EXTRAIT À LIRE -
________

À la radio publique la séparation entre programmes et information a toujours été claire. La directrice, le directeur des programmes n'a pas de "pouvoir" sur la rédaction (1), même si Laurence Bloch est partie prenante du choix des invités de la matinale. Cette séparation entre saltimbanques et journalistes plusieurs responsables ont fait des pieds et des mains pour "rapprocher les programmes de l'info". En vain. En recevant Élisabeth Lemoine dans L'Instant M sur France Inter vendredi dernier, Sonia Devillers a commencé par l'interroger par un incident récent qui met en jeu la rédaction de "CàVous" et la rédaction de France Télévisions.
Les journalistes de cette rédaction de télévision ont posé une motion de défiance à l'égard du Directeur de l'information Laurent Guimier. En cause, pour le déplacement récent d'Emmanuel Macron en Ukraine, la rédaction nationale de France Télévisions n'a pas été invitée à suivre le chef de l'État. Le Syndicat National des Journalistes (SNJ) de FTV considère que C à Vous n'est pas une émission d'information et que l'émission n'appartient pas à la rédaction de FTV. Lemoine s'explique clairement et précise que C à Vous est produite par une société privée (2) et considère être une émission d'information.

________

BLOC DE DONNÉES -
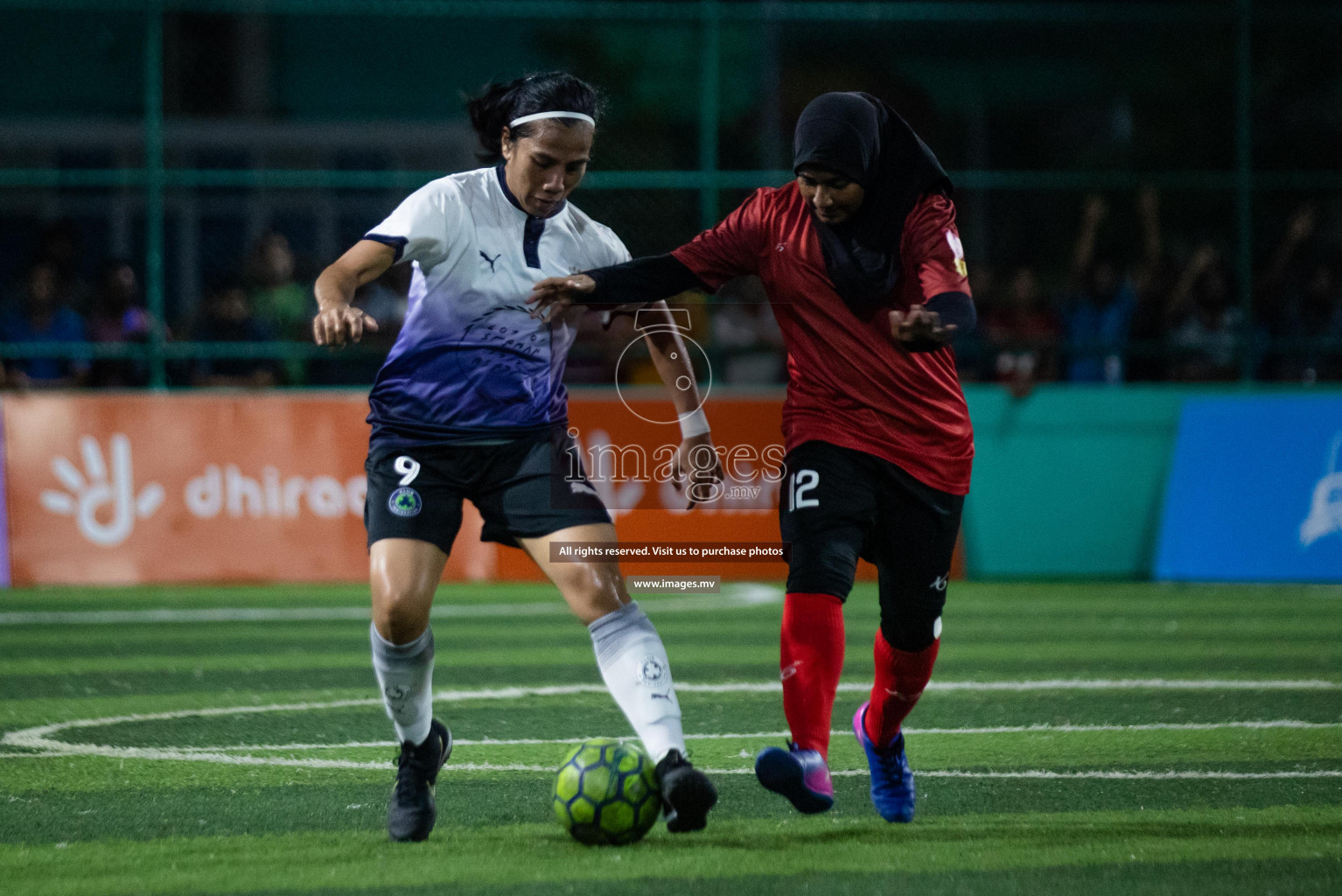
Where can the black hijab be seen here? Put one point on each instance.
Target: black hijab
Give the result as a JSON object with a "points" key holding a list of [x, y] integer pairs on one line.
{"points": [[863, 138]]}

________

CONSIGNE -
Remplacez "saltimbanques" par "artistes" dans le passage du texte sur la radio publique qui va de "À la radio publique" jusqu'à "de France Télévisions.", puis recopiez ce passage. Les données n'ont aucun rôle ici.

RÉPONSE ATTENDUE -
À la radio publique la séparation entre programmes et information a toujours été claire. La directrice, le directeur des programmes n'a pas de "pouvoir" sur la rédaction (1), même si Laurence Bloch est partie prenante du choix des invités de la matinale. Cette séparation entre artistes et journalistes plusieurs responsables ont fait des pieds et des mains pour "rapprocher les programmes de l'info". En vain. En recevant Élisabeth Lemoine dans L'Instant M sur France Inter vendredi dernier, Sonia Devillers a commencé par l'interroger par un incident récent qui met en jeu la rédaction de "CàVous" et la rédaction de France Télévisions.